Trecho do documento
::::::

A Mão de Deus (Parte I)

I

Teresópolis era, por volta de 1910, um povoado acanhado que crescera no entorno da fazenda do português George March. Com talvez não mais de 6 mil habitantes, sequer dispunha de ligação direta por estrada com o Rio de Janeiro. A ferrovia, que trouxe forte crescimento, tinha sido inaugurada em 1908. Veja que a Rio-Petrópolis só foi pavimentada meio século depois. Teresópolis era de longe a menor das três principais cidades serranas do Estado.

O maciço do Dedo de Deus (1.692 m) na Serra dos Órgãos (Fonte – wikimedia commons).

Visualmente, o Dedo de Deus (1.692 m) é uma das mais conhecidas montanhas do país. Possui o formidável desenho de um dedo indicador apontado com arrojo para o céu.

Mas não é só sua forma que o fez famoso – foi também a estupenda e mesmo dramática vista que se tem dele, logo antes da entrada de Teresópolis. E, também, o fato de ter sido a primeira conquista notável do alpinismo brasileiro. Faz parte hoje dos limites do PN Serra dos Órgãos, um dos primeiros do país.

No ano de 1912, uma equipe de montanhistas alemães tentou escalar o Dedo de Deus. Porém suas paredes lisas e expostas fizeram com que desistissem. Com a humildade típica dos germânicos, julgaram que, se eles não conseguiram, ninguém mais poderia. O grupo fora guiado pelo caçador Raul Carneiro, que não era alemão e não se convenceu desta opinião.

Vista aérea do Dedo de Deus. Notar as presenças de apoio e de vegetação.

::::::

Material fornecido
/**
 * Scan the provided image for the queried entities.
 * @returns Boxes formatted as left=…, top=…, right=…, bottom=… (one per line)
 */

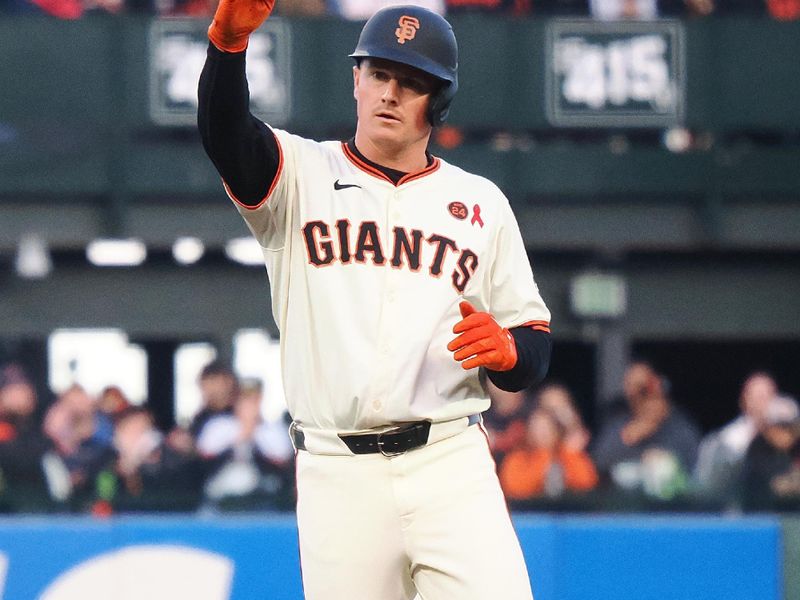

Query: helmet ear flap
left=428, top=80, right=458, bottom=127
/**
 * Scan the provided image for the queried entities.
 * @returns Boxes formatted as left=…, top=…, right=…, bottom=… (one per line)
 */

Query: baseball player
left=198, top=5, right=550, bottom=600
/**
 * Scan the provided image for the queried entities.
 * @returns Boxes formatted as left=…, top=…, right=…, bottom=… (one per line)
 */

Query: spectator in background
left=536, top=383, right=592, bottom=452
left=480, top=372, right=530, bottom=465
left=694, top=371, right=780, bottom=500
left=44, top=385, right=114, bottom=503
left=197, top=381, right=294, bottom=508
left=97, top=385, right=132, bottom=423
left=110, top=408, right=204, bottom=510
left=189, top=360, right=239, bottom=439
left=742, top=396, right=800, bottom=510
left=592, top=361, right=700, bottom=499
left=499, top=406, right=598, bottom=501
left=0, top=365, right=49, bottom=503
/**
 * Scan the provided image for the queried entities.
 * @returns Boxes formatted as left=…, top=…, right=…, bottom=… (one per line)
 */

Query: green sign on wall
left=545, top=20, right=686, bottom=127
left=149, top=19, right=292, bottom=125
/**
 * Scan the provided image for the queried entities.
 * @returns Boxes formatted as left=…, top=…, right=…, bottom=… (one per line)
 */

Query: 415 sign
left=546, top=21, right=685, bottom=127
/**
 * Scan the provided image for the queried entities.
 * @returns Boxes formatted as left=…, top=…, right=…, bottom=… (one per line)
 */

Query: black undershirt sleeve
left=486, top=327, right=552, bottom=392
left=197, top=43, right=280, bottom=206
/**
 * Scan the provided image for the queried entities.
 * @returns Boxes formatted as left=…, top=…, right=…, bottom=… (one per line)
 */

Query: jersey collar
left=342, top=138, right=441, bottom=187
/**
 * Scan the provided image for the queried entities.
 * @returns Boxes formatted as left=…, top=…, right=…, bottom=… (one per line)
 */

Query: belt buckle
left=376, top=427, right=406, bottom=458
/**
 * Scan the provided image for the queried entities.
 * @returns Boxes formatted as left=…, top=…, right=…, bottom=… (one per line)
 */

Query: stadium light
left=172, top=237, right=206, bottom=265
left=14, top=233, right=53, bottom=279
left=86, top=239, right=147, bottom=267
left=225, top=237, right=264, bottom=267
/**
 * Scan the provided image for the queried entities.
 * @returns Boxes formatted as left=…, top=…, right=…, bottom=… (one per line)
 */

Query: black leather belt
left=291, top=415, right=480, bottom=456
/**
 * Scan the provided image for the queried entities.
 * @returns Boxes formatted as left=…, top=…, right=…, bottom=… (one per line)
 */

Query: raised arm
left=197, top=0, right=280, bottom=206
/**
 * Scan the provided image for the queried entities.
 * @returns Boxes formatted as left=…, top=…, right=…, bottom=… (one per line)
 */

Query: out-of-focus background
left=0, top=0, right=800, bottom=600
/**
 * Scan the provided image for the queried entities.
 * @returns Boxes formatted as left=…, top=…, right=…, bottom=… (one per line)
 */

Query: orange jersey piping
left=342, top=142, right=441, bottom=187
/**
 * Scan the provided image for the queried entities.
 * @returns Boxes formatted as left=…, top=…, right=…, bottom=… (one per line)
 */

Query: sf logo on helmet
left=394, top=15, right=419, bottom=44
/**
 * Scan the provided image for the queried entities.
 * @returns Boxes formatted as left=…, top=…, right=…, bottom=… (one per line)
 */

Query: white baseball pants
left=297, top=426, right=533, bottom=600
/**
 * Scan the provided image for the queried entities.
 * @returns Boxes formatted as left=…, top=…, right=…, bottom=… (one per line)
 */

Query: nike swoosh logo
left=333, top=179, right=361, bottom=191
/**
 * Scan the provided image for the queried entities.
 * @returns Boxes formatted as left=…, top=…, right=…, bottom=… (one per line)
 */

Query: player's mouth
left=375, top=111, right=400, bottom=123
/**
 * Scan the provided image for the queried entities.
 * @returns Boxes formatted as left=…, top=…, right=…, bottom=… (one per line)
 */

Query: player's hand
left=447, top=301, right=517, bottom=371
left=208, top=0, right=275, bottom=52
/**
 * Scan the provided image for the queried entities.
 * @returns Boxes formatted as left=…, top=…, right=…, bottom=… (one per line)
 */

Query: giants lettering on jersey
left=303, top=219, right=478, bottom=293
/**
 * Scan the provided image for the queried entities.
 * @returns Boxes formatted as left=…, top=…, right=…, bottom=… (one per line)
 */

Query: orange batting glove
left=447, top=301, right=517, bottom=371
left=208, top=0, right=275, bottom=52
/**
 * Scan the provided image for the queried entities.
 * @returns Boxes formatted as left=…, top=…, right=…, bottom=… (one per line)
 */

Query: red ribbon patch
left=470, top=204, right=483, bottom=227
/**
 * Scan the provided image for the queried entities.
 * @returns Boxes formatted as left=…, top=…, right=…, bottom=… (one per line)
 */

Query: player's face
left=353, top=58, right=437, bottom=152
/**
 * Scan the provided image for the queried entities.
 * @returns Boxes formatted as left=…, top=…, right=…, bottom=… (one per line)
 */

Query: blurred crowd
left=486, top=361, right=800, bottom=511
left=0, top=361, right=294, bottom=515
left=0, top=0, right=800, bottom=20
left=0, top=361, right=800, bottom=515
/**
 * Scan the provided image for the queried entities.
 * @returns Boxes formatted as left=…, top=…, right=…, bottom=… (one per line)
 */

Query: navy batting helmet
left=350, top=6, right=458, bottom=125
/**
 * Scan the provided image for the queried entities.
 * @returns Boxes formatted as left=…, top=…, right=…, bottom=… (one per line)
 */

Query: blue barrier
left=0, top=515, right=782, bottom=600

::::::

Tarefas obrigatórias
**A.** Responda, com base no trecho sobre o Dedo de Deus:
(i) Em que ano foi inaugurada a ferrovia que trouxe forte crescimento a Teresópolis?
(ii) Qual é a altitude indicada para o Dedo de Deus?
(iii) Quem guiou a equipe de montanhistas alemães em 1912?
**B.** Indique se cada afirmação concorda com o trecho sobre o Dedo de Deus e cite as palavras do trecho que decidem a resposta:
(i) A Rio-Petrópolis foi pavimentada pouco depois da inauguração da ferrovia.
(ii) Raul Carneiro era alemão.
(iii) O Dedo de Deus está hoje dentro dos limites do PN Serra dos Órgãos.
**C.** Reproduza do trecho sobre o Dedo de Deus, sem nenhuma alteração, a parte entre "Mas não é só" e "e de vegetação.", inclusive.

Soluções detalhadas
**A.**
(i) Em 1908.
(ii) 1.692 m.
(iii) O caçador Raul Carneiro.

**B.**
(i) Não. "Veja que a Rio-Petrópolis só foi pavimentada meio século depois."
(ii) Não. "que não era alemão e não se convenceu desta opinião"
(iii) Sim. "Faz parte hoje dos limites do PN Serra dos Órgãos"

**C.**
Mas não é só sua forma que o fez famoso – foi também a estupenda e mesmo dramática vista que se tem dele, logo antes da entrada de Teresópolis. E, também, o fato de ter sido a primeira conquista notável do alpinismo brasileiro. Faz parte hoje dos limites do PN Serra dos Órgãos, um dos primeiros do país.

No ano de 1912, uma equipe de montanhistas alemães tentou escalar o Dedo de Deus. Porém suas paredes lisas e expostas fizeram com que desistissem. Com a humildade típica dos germânicos, julgaram que, se eles não conseguiram, ninguém mais poderia. O grupo fora guiado pelo caçador Raul Carneiro, que não era alemão e não se convenceu desta opinião.

Vista aérea do Dedo de Deus. Notar as presenças de apoio e de vegetação.